Data excerpts:
************

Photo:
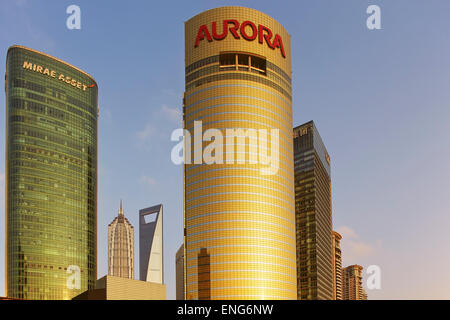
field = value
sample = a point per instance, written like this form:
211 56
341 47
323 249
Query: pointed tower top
121 209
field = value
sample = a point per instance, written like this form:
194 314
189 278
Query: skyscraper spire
121 209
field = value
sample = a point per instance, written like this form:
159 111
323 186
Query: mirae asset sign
247 30
52 73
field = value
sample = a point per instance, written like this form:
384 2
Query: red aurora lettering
247 30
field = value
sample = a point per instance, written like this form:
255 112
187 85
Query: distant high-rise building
51 177
151 244
119 288
179 265
337 266
352 283
313 214
121 247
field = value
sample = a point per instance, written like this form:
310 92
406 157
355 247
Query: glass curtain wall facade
239 223
337 265
121 247
51 177
313 215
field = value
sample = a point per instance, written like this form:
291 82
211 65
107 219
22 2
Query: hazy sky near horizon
380 100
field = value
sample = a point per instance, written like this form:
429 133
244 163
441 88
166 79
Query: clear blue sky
380 100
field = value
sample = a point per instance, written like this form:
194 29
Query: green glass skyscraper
51 177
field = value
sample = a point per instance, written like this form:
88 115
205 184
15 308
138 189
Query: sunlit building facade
313 214
179 276
51 177
239 222
352 287
121 247
337 266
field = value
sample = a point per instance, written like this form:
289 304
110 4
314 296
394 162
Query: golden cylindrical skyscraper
239 222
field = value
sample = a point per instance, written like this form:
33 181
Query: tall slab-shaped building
51 177
239 222
313 214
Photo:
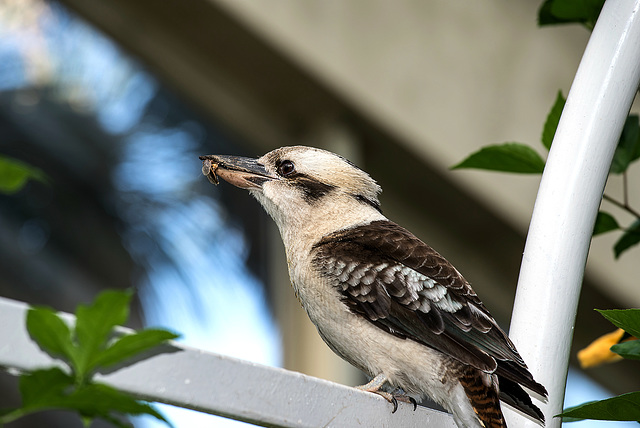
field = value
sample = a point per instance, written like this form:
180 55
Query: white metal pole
568 199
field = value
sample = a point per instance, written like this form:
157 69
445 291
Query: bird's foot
377 382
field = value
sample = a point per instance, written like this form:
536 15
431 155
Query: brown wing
405 287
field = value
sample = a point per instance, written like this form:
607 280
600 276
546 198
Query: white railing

************

--- How to complete this task ---
Would you transcribe all of the data exactly, omitting any pictures?

--- Exercise answer ---
Photo:
field = value
sample = a point per instance, written like this form:
211 56
341 47
323 249
Query: pointed tower top
121 209
field = value
sample = a point per instance, written like this form:
194 314
189 278
Query: skyscraper spire
121 209
field = value
sample = a point per instance, written like this form:
159 111
323 186
Query: mirae asset sign
247 30
52 73
field = value
sample = a point per instance, written like this form:
384 2
Query: red aurora lettering
247 30
field = value
sample = a point per instance, written like this form:
255 112
187 85
Query: distant high-rise building
51 177
151 244
119 288
179 265
337 266
352 283
313 214
121 247
field = value
sample = a point per instance, written like this form:
310 92
406 157
355 247
Query: glass curtain wall facade
239 223
337 265
121 247
51 177
313 215
field = value
sample = a point per instance, written like this form:
291 82
211 65
107 219
22 2
Query: hazy sky near horizon
380 100
field = value
sample = a point per instance, written like this form:
429 133
244 163
441 88
166 79
Query: clear blue sky
380 100
field = value
sample = a point per instance, written like this form:
194 29
Query: green glass skyscraper
51 177
field = value
sample = a point per instance, written like this form:
88 115
205 184
15 308
138 189
Query: sunlit building facade
313 214
179 276
51 177
239 222
352 287
121 247
337 266
field = value
sample = a point per instance, written like this form:
289 304
110 4
314 296
394 162
Query: golden cylindrical skyscraper
239 222
field = value
sample = a point per instance, written like this form:
33 181
Query: tall slab-shaped building
51 177
239 222
313 214
Photo:
field = value
sample = a point per instance, written like this form:
180 55
Query: white metal pole
568 199
field = value
sample = a point per instance, written like this form:
157 69
445 291
Query: bird's foot
377 382
field = value
sample = a point per instance, written like this form:
536 15
431 155
Query: brown wing
405 287
field = value
sample = a point per instance, written like this form:
607 280
600 276
546 198
Query: white railing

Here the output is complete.